Data taken from a collection
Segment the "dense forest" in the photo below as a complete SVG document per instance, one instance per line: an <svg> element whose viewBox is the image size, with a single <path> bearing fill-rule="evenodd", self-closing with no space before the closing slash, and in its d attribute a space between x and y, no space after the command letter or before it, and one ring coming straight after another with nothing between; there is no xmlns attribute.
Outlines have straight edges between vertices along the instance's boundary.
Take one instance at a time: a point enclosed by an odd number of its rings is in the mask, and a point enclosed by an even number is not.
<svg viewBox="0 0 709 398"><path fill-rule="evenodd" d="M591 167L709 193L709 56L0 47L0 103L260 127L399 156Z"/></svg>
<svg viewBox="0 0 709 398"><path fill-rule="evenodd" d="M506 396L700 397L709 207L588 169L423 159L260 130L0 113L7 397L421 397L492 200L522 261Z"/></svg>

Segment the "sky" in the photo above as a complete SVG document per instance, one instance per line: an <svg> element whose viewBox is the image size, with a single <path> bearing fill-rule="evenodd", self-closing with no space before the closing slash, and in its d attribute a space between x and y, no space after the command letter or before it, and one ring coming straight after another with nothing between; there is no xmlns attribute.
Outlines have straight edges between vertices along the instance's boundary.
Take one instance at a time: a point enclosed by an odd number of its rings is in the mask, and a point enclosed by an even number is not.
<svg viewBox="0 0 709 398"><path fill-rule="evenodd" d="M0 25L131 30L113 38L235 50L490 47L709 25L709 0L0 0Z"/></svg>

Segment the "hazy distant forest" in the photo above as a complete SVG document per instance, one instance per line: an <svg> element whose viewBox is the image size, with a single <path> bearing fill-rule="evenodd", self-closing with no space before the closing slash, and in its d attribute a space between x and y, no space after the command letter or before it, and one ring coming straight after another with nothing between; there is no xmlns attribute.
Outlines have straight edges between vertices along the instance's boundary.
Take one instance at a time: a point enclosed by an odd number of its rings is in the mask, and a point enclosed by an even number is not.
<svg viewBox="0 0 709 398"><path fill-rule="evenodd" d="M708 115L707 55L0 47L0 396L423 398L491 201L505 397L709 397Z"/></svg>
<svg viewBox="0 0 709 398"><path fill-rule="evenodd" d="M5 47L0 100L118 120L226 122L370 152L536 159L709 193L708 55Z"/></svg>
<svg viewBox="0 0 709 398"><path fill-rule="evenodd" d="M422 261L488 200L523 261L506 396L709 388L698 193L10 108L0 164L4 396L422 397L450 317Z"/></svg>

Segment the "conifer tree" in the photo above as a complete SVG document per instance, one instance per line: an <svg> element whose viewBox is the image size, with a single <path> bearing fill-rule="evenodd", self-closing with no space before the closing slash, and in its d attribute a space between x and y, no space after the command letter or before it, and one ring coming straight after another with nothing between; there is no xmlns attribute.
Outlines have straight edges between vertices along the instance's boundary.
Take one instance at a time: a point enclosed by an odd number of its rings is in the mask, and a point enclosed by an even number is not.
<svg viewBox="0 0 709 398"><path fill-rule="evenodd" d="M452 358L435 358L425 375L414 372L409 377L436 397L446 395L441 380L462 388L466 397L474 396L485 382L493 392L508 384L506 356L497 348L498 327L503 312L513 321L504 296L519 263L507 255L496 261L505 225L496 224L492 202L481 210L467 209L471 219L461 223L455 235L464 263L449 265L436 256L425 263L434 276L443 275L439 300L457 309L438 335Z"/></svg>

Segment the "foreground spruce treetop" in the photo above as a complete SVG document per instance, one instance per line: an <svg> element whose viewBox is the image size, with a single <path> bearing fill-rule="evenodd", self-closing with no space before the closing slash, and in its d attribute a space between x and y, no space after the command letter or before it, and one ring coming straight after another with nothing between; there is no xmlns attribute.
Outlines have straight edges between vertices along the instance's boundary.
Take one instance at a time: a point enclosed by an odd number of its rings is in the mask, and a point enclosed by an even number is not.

→ Instructions for the task: Copy every one of the rows above word for word, changing nothing.

→ Exercise answer:
Segment the "dense forest" in the photo below as a complete SVG document per instance, one instance per line: an <svg> element whose viewBox is the image size, with a single <path> bearing fill-rule="evenodd", self-closing with no space before the closing slash, and in its d attribute a space between x and y, no space after the command letter or before it, and one ring coming straight after another with nothing between; there is no xmlns attribute.
Outlines have straight edges between vertices along the instance's boundary.
Take one instance at a time: a point enclosed by an odd number of its rings is in the mask, and a point enclosed by an even number is not.
<svg viewBox="0 0 709 398"><path fill-rule="evenodd" d="M591 167L709 193L709 56L0 47L0 103L260 127L399 156Z"/></svg>
<svg viewBox="0 0 709 398"><path fill-rule="evenodd" d="M506 396L700 397L709 207L588 169L423 159L260 130L0 113L7 397L421 397L492 200L522 261Z"/></svg>

Segment the "sky" in the photo above as a complete SVG document per instance, one instance per line: an <svg> element whose viewBox is the image size, with a single <path> bearing fill-rule="evenodd", self-closing with no space before the closing slash, and in its d attribute a space between x and y, no space after the command letter or before it, and one ring coming straight after another with nothing between; there is no xmlns attribute.
Outlines have straight edges between vertices along the instance's boundary.
Take one instance at a time: a point enclosed by an odd number of its rings is in the mask, and a point enclosed by an even number is not.
<svg viewBox="0 0 709 398"><path fill-rule="evenodd" d="M0 25L131 30L113 38L235 50L490 47L709 25L709 0L0 0Z"/></svg>

Segment the "hazy distant forest" in the photo above as a complete SVG document per instance, one instance per line: an <svg> element whose viewBox is the image size, with a single <path> bearing fill-rule="evenodd", self-closing with no space before the closing slash, and in its d attribute a space between x and y, no space after the command letter or before it, and one ring coming straight after another with nothing between; there is no xmlns attribute.
Outlines have straight edges between vertices along the instance's boundary.
Take one instance at a time: a point enclosed by an odd number of its rings is in the mask, and a point enclosed by an even number is not.
<svg viewBox="0 0 709 398"><path fill-rule="evenodd" d="M708 115L707 55L0 47L0 396L423 398L491 201L505 397L709 397Z"/></svg>
<svg viewBox="0 0 709 398"><path fill-rule="evenodd" d="M5 47L0 100L118 120L226 122L370 152L536 159L709 193L708 55Z"/></svg>
<svg viewBox="0 0 709 398"><path fill-rule="evenodd" d="M422 261L488 200L523 261L506 396L709 388L698 193L10 108L0 164L4 396L422 397L450 317Z"/></svg>

Segment the "conifer tree" in the photo above as a complete SVG document per instance, one instance per line: an <svg> element whose viewBox is the image size, with a single <path> bearing fill-rule="evenodd", self-closing with no space before the closing slash, and in its d attribute a space between x and y, no space after the command letter or before it, and one ring coming straight after another with nothing between; there is no xmlns attribute.
Outlines have straight edges between vertices along the instance's boundary.
Take one instance at a time: a point enclosed by an odd number of its rings is in the mask, and a point enclosed by an even number is not.
<svg viewBox="0 0 709 398"><path fill-rule="evenodd" d="M452 358L435 358L425 375L414 372L409 377L436 397L446 395L441 380L462 388L466 397L474 396L485 382L493 392L508 384L506 356L497 348L498 327L503 312L513 321L504 296L519 263L507 255L496 261L505 225L496 224L492 202L481 210L467 209L471 219L461 223L455 235L464 263L449 265L436 256L425 263L434 276L443 275L439 300L457 309L438 335Z"/></svg>

Segment the "foreground spruce treetop" in the photo above as a complete SVG document per instance, one instance per line: an <svg> element whose viewBox is the image size, with a single <path> bearing fill-rule="evenodd", self-closing with no space before the closing slash, and in its d attribute a space between x and y, no space after the command letter or before it, and one ring coming straight after another with nothing between; there is no xmlns attribute.
Outlines have straight edges between vertices along the instance's boundary.
Take one instance at a time: a point enclosed by an odd number of its rings is in the mask, and a point enclosed by an even number is not.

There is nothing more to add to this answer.